TpuConfigurationApi

All addresses on this page apply to libtpu.so from the libtpu-0.0.40-cp314 wheel (build libtpu_lts_20260413_b_RC00, build-id md5 89edbbe81c5b328a958fe628a9f2207d, 781,691,048 bytes, ELF x86-64 DYN, not stripped; IDA-recovered C names and demangled C++ symbols quoted verbatim). .text VMA equals file offset. Other versions will differ.

Abstract

TpuConfigurationApi_* is the C-ABI face of distributed-TPU host configuration — the bring-up that turns a rack of TPU chips into a single addressable pod and the queries a host process issues against that pod. It is the surface the open-source TensorFlow tpu_configuration_ops kernels (ConfigureDistributedTPU, WaitForDistributedTPU, _InitializeHostForDistributedTPU, _SetGlobalTPUArray, _DisconnectHostFromDistributedTPUSystem) call through, exactly as those kernels call TpuExecutor_* for device work. Where TfTpu_Initialize Bootstrap is the in-process driver init (one node loading the libtpu driver core), this cluster is the cross-host pod configuration: it negotiates the global TPU array, waits for every host to join, and exposes per-host capacity to the runtime.

[Some records]
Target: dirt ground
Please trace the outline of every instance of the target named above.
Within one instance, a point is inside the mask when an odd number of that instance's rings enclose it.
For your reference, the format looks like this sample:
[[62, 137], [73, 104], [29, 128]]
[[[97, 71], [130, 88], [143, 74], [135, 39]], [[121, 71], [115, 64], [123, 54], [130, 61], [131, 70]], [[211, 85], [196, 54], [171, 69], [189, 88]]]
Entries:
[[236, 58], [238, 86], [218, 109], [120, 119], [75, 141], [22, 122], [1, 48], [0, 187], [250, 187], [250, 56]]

# [WHAT TO DO]
1. Could you reproduce the TpuConfigurationApi text word for word?
2. Can you turn every line of the records into a JSON list of strings, one string per line, and leave out blank lines?

# [SOLVED TASKS]
1.
TpuConfigurationApi

All addresses on this page apply to libtpu.so from the libtpu-0.0.40-cp314 wheel (build libtpu_lts_20260413_b_RC00, build-id md5 89edbbe81c5b328a958fe628a9f2207d, 781,691,048 bytes, ELF x86-64 DYN, not stripped; IDA-recovered C names and demangled C++ symbols quoted verbatim). .text VMA equals file offset. Other versions will differ.

Abstract

TpuConfigurationApi_* is the C-ABI face of distributed-TPU host configuration — the bring-up that turns a rack of TPU chips into a single addressable pod and the queries a host process issues against that pod. It is the surface the open-source TensorFlow tpu_configuration_ops kernels (ConfigureDistributedTPU, WaitForDistributedTPU, _InitializeHostForDistributedTPU, _SetGlobalTPUArray, _DisconnectHostFromDistributedTPUSystem) call through, exactly as those kernels call TpuExecutor_* for device work. Where TfTpu_Initialize Bootstrap is the in-process driver init (one node loading the libtpu driver core), this cluster is the cross-host pod configuration: it negotiates the global TPU array, waits for every host to join, and exposes per-host capacity to the runtime.

2.
[
  "Target: dirt ground",
  "Please trace the outline of every instance of the target named above.",
  "Within one instance, a point is inside the mask when an odd number of that instance's rings enclose it.",
  "For your reference, the format looks like this sample:",
  "[[62, 137], [73, 104], [29, 128]]",
  "[[[97, 71], [130, 88], [143, 74], [135, 39]], [[121, 71], [115, 64], [123, 54], [130, 61], [131, 70]], [[211, 85], [196, 54], [171, 69], [189, 88]]]",
  "Entries:",
  "[[236, 58], [238, 86], [218, 109], [120, 119], [75, 141], [22, 122], [1, 48], [0, 187], [250, 187], [250, 56]]"
]